## YOUR INSTRUCTIONS
Render every line of the data below as a numbered list, skipping any blank lines.

Items from a dataset:
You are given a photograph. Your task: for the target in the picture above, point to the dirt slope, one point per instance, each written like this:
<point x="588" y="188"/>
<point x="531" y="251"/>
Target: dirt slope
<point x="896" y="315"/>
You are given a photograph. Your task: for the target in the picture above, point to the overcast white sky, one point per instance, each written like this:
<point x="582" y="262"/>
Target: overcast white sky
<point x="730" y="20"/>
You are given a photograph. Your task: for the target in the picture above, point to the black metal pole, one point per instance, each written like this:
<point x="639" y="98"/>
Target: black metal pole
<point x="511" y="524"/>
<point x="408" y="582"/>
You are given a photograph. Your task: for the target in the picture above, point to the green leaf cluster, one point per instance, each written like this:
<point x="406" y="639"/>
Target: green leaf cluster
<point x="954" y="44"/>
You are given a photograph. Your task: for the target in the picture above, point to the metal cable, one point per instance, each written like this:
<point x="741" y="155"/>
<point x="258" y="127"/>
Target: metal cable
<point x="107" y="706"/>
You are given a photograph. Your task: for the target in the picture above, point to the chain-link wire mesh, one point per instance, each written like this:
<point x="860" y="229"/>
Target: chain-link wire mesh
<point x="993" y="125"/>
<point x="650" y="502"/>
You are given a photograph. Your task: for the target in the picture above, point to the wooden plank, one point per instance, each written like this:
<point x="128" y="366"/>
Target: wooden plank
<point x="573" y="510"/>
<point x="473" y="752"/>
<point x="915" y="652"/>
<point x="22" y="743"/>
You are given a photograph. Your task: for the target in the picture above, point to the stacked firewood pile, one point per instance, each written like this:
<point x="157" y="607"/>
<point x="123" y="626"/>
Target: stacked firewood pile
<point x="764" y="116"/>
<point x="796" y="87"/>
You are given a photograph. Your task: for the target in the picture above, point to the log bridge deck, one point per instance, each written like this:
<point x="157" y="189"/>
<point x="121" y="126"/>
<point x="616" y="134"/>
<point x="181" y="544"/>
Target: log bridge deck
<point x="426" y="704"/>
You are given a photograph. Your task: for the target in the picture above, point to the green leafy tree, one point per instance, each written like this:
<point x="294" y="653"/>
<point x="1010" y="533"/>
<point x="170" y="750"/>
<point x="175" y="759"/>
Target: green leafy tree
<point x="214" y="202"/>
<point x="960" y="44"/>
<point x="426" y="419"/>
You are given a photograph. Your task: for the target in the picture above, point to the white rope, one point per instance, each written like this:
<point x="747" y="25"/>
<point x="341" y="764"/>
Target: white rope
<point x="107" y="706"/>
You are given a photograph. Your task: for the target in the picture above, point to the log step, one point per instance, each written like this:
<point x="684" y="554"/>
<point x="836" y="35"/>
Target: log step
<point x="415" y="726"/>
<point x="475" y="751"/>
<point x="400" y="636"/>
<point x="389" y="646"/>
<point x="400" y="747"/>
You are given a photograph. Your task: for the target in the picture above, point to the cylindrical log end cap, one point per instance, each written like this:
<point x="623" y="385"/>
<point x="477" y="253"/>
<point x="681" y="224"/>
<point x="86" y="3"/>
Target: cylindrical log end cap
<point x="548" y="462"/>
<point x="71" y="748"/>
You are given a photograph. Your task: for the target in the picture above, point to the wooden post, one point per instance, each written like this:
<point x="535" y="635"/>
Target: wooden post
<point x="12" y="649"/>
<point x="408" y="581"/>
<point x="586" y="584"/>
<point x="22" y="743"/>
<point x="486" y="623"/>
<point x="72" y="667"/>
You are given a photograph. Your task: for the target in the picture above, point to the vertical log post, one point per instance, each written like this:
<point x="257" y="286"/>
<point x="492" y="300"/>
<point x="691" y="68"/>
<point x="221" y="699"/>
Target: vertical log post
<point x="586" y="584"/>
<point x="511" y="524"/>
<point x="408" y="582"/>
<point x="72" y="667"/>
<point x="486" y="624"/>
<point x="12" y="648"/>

## SOLUTION FOR THIS EXERCISE
1. You are given a photograph. Your task: for the target in the picture above, point to the dirt slope, one point per instance, each written like this:
2. <point x="588" y="188"/>
3. <point x="531" y="251"/>
4. Target: dirt slope
5. <point x="896" y="315"/>
6. You are given a photograph. Your task: for the target in the picture above, point to the overcast white sky, one point per instance, each written like this:
7. <point x="582" y="262"/>
8. Target: overcast white sky
9. <point x="730" y="20"/>
10. You are given a photograph. Your task: for the target in the picture above, point to the black metal pole, one point per instance, each written like this:
11. <point x="639" y="98"/>
12. Target: black metal pole
13. <point x="511" y="524"/>
14. <point x="408" y="582"/>
15. You are given a photograph. Your task: for the target in the picture above, point to the green leaf cluster, one point per instance, each written like this:
16. <point x="406" y="639"/>
17. Target: green leaf cluster
18. <point x="954" y="44"/>
19. You are given a photograph. Your task: for the target in the picture above, point to the metal cable, one point per instance, each written like this:
20. <point x="741" y="155"/>
21. <point x="258" y="127"/>
22. Target: metal cable
23. <point x="107" y="706"/>
24. You are given a photograph. Your task: for the target in the picture above, point to the chain-link wire mesh, one point per instance, each written like this:
25. <point x="860" y="229"/>
26. Target: chain-link wire mesh
27. <point x="993" y="125"/>
28. <point x="650" y="502"/>
29. You are given a photograph. Your task: for the target in the picture above, point to the wooden plank, one point per instance, each written like this:
30. <point x="128" y="366"/>
31. Target: wooden plank
32. <point x="573" y="510"/>
33. <point x="473" y="752"/>
34. <point x="915" y="652"/>
35. <point x="22" y="743"/>
36. You are given a photograph. Your task: for the target in the picture above, point to the stacked firewood pile, one point per instance, each written like this:
37. <point x="157" y="607"/>
38. <point x="123" y="626"/>
39. Target: stacked firewood pile
40. <point x="764" y="116"/>
41. <point x="796" y="87"/>
42. You are given a photograph. Your task: for the target in the picture above, point to the log bridge deck, one point per instance, each written like this:
43. <point x="157" y="189"/>
44. <point x="121" y="126"/>
45. <point x="616" y="134"/>
46. <point x="181" y="544"/>
47. Target: log bridge deck
48. <point x="426" y="704"/>
49. You are given a photograph. Your task: for the target in the picture above, point to the green leafy tree, one point per instance, each written like this:
50. <point x="294" y="653"/>
51. <point x="1010" y="533"/>
52. <point x="170" y="750"/>
53. <point x="175" y="759"/>
54. Target: green leafy tree
55. <point x="214" y="202"/>
56. <point x="960" y="44"/>
57. <point x="426" y="419"/>
58. You are given a photograph. Your task: for the target in the picture above, point to the white rope, one point per instance, each written like this:
59. <point x="747" y="25"/>
60. <point x="341" y="764"/>
61. Target: white rope
62. <point x="107" y="706"/>
63. You are given a photograph. Your task: for the target in the picture above, point to the log step, one point per instance, each written like this:
64. <point x="684" y="554"/>
65. <point x="836" y="35"/>
66. Target: log step
67. <point x="415" y="726"/>
68. <point x="475" y="751"/>
69. <point x="400" y="636"/>
70. <point x="389" y="646"/>
71. <point x="400" y="747"/>
72. You are given a photograph. Your task: for the target in the picture above, point to the cylindrical log end cap, one point per instance, each written like this:
73. <point x="623" y="385"/>
74. <point x="477" y="253"/>
75. <point x="681" y="224"/>
76. <point x="86" y="3"/>
77. Target: cylindrical log end cap
78. <point x="548" y="462"/>
79. <point x="71" y="748"/>
80. You are given a photograph. Your task: for the target in the picture above, point to the wooden post, one point per instance, each written like this:
81. <point x="535" y="635"/>
82. Target: wooden post
83. <point x="12" y="649"/>
84. <point x="408" y="581"/>
85. <point x="586" y="584"/>
86. <point x="22" y="743"/>
87. <point x="486" y="623"/>
88. <point x="72" y="667"/>
89. You are given a photograph. Your task: for the target in the picture above, point to the vertical log post, one point per instance, each written like this:
90. <point x="257" y="286"/>
91. <point x="492" y="300"/>
92. <point x="691" y="68"/>
93. <point x="221" y="699"/>
94. Target: vertical log post
95. <point x="586" y="584"/>
96. <point x="511" y="524"/>
97. <point x="408" y="582"/>
98. <point x="72" y="667"/>
99. <point x="486" y="624"/>
100. <point x="12" y="648"/>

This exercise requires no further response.